## BEGIN EXERCISE DATA
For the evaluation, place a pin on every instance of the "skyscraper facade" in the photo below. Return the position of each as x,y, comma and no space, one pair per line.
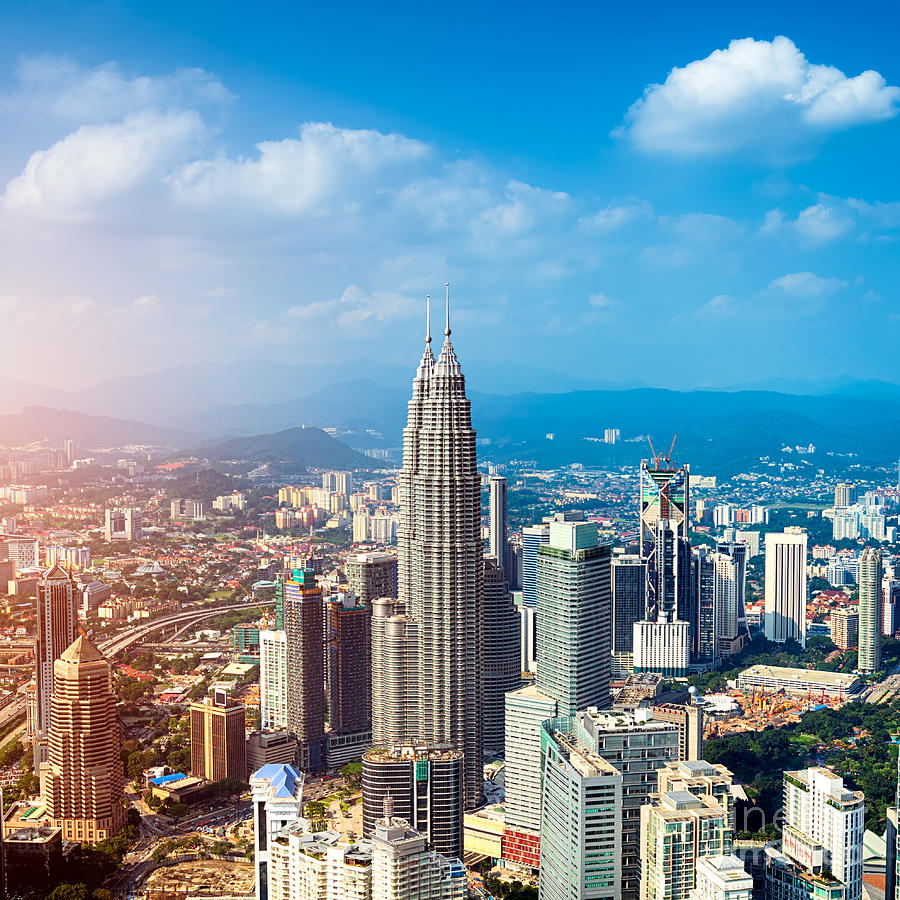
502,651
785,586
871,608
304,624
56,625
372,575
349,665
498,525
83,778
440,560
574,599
## END EXERCISE DATA
## BEGIN EXERCISE DATA
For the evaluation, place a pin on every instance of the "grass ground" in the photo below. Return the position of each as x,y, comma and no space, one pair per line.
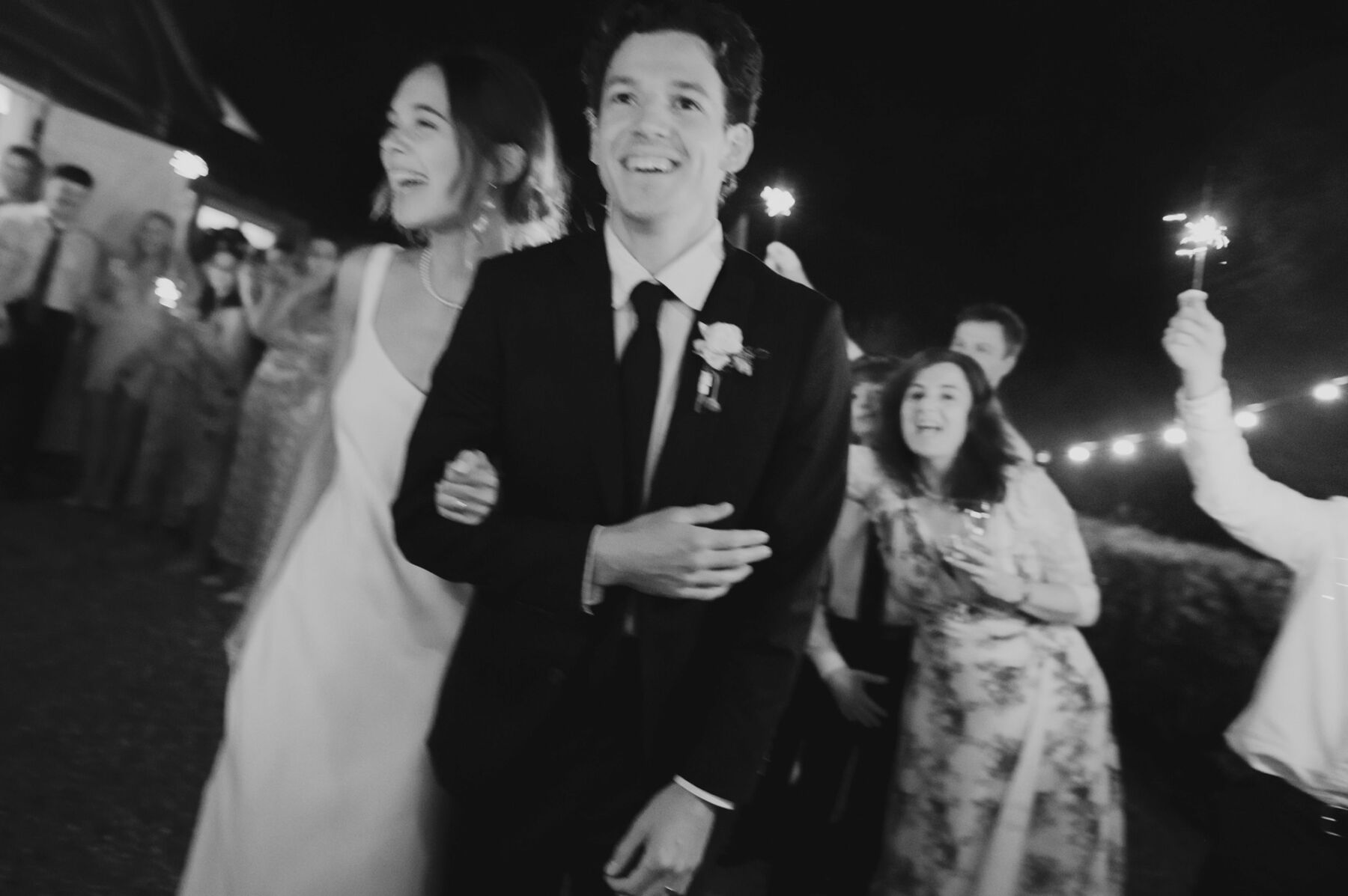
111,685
## END EXERCISE DATA
AIM → List each line of the records above that contains the word "evaluation".

FINAL RESULT →
For the evaluation, place a pin on every instance of the "skyscraper facade" in the photo below. Return the position of each as x,y, comma and no space, one pair per line.
For the evaluation, place a pin on every instance of the "grass ground" in the photo below. Return the position of each as x,y, comma and no space, one pair per line.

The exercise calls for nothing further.